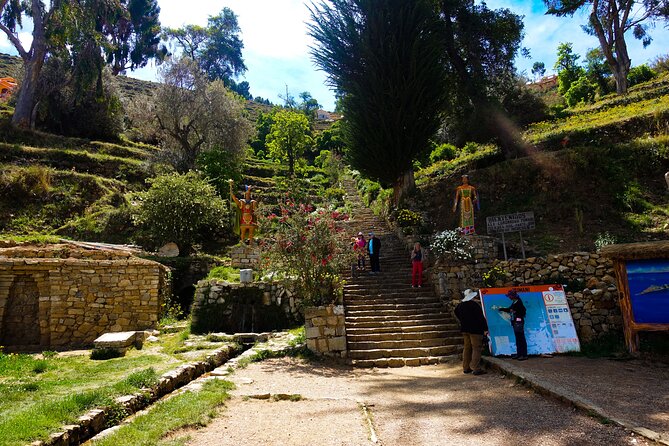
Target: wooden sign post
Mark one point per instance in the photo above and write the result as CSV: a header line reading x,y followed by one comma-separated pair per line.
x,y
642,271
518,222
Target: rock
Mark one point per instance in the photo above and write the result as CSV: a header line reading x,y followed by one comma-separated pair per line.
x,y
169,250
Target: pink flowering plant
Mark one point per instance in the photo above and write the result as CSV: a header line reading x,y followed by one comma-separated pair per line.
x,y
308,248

________________________

WHAT THIS TASK INVOLVES: What are the lines above that hold the string "Target"? Copy them.

WRITTEN ANSWER:
Target: wooden sign post
Target: rock
Target: pink flowering plant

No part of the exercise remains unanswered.